**TASK GOAL:** Return exactly the lines from the one that contains "window. Overlapping instances should get separate boxes." up to the last line of the listing, and nothing else.

**DATA RECORDS:**
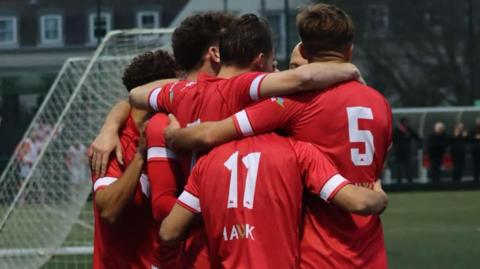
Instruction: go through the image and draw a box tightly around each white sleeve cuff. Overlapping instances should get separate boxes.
[149,88,162,111]
[93,177,118,192]
[139,173,150,197]
[249,74,267,101]
[234,110,254,136]
[178,191,201,213]
[147,147,177,160]
[319,174,349,201]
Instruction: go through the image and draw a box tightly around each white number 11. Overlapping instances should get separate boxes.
[224,151,261,209]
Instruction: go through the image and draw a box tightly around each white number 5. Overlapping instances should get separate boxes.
[347,107,374,166]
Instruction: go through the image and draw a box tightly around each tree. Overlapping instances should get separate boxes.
[354,0,478,107]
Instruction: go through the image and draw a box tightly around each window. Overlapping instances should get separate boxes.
[40,15,62,45]
[0,16,17,46]
[266,13,286,58]
[367,4,389,36]
[137,11,159,29]
[89,12,112,44]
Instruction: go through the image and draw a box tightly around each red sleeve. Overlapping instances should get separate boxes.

**SOLUTION FOR THIS PROBLEM:**
Instruction: go through the image and draw a box tightly around each window. Overlapping instances should get separate boxes.
[40,15,62,45]
[0,16,17,46]
[266,13,286,58]
[367,4,389,36]
[137,11,159,29]
[89,12,112,44]
Instruction: go through the image and draw a box tightly around each red sleeve. Overlapping instances should get separate boxes.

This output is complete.